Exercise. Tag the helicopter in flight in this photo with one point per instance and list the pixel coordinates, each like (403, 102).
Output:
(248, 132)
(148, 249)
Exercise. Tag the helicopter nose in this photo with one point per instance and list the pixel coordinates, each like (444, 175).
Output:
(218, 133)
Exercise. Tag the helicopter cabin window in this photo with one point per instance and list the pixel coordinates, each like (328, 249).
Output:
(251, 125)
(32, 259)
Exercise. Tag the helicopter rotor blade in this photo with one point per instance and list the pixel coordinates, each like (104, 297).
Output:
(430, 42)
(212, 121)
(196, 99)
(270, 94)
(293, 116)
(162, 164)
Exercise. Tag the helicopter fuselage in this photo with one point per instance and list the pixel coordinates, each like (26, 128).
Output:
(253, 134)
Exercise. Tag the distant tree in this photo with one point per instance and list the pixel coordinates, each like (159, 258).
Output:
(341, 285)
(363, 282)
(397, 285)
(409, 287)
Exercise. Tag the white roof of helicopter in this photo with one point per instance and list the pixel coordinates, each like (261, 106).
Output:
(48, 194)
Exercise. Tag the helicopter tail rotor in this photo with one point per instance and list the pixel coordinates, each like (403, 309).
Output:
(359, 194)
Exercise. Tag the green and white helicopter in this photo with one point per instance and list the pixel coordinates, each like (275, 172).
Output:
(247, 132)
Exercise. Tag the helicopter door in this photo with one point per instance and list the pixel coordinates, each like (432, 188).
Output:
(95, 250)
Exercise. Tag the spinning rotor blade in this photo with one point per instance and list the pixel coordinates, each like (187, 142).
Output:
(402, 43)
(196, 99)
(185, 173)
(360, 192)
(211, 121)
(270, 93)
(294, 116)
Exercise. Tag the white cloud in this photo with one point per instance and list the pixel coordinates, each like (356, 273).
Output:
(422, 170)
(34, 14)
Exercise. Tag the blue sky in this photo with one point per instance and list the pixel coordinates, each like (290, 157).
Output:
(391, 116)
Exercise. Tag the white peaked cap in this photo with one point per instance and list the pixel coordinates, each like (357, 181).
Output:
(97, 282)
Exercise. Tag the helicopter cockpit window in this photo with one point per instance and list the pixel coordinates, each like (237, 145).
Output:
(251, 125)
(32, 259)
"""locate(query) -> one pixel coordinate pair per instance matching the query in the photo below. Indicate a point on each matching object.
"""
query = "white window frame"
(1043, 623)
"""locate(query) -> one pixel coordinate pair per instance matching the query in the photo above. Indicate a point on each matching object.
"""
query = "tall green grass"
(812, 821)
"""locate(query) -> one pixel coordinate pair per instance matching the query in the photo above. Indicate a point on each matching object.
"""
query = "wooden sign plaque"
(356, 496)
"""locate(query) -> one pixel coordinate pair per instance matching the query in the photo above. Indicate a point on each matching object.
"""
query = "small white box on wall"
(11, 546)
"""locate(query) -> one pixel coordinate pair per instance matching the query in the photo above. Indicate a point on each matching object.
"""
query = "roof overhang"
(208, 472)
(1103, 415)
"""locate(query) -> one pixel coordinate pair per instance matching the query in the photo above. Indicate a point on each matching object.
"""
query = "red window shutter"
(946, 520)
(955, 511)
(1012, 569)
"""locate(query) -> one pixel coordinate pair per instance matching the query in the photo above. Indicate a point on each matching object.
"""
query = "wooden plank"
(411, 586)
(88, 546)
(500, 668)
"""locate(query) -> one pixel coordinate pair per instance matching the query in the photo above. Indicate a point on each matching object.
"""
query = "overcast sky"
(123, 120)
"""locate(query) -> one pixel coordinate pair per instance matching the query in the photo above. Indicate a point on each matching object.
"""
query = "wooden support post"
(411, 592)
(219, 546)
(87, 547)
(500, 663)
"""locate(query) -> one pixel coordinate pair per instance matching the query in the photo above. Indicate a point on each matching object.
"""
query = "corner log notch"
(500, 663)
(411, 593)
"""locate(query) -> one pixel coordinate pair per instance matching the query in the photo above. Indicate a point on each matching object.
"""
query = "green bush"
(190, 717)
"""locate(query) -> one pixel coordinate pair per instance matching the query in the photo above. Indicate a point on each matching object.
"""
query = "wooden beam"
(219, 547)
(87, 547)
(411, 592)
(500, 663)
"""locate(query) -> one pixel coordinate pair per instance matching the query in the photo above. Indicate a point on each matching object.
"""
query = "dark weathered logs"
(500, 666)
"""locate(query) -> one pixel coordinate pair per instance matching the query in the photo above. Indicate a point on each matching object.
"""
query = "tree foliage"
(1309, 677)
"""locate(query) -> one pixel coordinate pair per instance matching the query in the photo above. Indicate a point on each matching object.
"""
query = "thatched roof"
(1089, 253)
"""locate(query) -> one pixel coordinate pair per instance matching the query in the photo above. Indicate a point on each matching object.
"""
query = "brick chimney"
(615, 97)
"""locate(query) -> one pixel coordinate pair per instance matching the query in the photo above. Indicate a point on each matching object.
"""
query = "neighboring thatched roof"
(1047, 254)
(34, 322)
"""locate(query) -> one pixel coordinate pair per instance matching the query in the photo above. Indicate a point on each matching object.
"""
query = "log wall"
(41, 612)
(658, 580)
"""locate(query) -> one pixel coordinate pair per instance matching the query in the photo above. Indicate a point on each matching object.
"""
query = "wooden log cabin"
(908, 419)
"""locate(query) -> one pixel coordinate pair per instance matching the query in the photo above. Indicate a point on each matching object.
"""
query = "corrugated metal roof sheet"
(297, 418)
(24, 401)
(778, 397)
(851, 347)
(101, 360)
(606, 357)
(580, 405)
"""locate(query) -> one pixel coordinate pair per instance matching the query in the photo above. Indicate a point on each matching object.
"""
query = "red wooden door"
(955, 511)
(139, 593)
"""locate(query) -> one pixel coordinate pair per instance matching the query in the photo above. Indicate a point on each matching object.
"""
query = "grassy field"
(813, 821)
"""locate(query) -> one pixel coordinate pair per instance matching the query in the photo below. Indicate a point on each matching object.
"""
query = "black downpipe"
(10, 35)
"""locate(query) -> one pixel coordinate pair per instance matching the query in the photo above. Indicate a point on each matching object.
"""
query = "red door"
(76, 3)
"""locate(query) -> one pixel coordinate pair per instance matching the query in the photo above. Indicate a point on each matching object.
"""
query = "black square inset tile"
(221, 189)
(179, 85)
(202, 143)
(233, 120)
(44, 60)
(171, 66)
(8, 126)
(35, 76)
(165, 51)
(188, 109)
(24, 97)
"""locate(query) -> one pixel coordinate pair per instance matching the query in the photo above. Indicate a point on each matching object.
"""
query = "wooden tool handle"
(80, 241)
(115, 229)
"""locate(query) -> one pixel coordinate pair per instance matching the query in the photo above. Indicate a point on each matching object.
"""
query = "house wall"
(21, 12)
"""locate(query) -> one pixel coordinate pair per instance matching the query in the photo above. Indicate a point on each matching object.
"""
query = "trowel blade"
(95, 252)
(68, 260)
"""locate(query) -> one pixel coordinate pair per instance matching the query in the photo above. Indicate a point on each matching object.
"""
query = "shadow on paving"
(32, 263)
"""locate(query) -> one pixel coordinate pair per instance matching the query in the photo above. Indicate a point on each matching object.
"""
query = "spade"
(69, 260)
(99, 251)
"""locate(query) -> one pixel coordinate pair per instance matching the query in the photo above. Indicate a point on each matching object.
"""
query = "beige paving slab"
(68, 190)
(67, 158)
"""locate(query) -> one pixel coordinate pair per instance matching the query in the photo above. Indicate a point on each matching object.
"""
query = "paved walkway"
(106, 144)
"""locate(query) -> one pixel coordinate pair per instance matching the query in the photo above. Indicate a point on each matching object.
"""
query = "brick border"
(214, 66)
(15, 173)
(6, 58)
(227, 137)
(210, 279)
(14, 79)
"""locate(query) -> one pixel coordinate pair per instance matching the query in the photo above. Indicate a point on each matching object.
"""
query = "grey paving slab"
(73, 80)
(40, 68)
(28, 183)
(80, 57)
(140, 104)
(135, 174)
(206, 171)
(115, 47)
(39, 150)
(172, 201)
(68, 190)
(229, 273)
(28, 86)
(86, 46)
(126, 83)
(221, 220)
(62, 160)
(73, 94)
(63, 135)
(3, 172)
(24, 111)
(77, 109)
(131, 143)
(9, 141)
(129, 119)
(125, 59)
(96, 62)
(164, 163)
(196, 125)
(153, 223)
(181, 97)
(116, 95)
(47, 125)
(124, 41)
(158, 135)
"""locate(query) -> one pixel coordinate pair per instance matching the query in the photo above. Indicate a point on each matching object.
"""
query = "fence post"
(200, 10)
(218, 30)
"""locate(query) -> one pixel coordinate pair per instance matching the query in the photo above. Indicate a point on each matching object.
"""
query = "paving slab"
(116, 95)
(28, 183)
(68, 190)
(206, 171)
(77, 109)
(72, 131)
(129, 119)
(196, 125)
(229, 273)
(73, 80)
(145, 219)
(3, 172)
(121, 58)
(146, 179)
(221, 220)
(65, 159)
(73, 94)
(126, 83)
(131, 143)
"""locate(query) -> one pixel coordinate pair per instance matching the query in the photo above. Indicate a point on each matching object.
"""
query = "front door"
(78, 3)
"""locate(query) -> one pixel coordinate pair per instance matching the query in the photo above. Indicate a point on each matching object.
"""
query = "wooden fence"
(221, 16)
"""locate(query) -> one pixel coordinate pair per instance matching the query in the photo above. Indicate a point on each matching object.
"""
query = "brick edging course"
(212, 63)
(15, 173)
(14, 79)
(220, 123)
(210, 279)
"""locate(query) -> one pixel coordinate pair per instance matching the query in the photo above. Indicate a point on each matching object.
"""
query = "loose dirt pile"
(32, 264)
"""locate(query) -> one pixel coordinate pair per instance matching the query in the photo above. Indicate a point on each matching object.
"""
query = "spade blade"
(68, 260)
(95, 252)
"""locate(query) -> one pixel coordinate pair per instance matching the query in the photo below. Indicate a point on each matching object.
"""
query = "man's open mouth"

**********

[WHAT YOU SHOULD DO]: Taking the listing above as a whole, state how many of its lines hold the string "rotor". No other output is permitted.

[TASK RESULT]: 3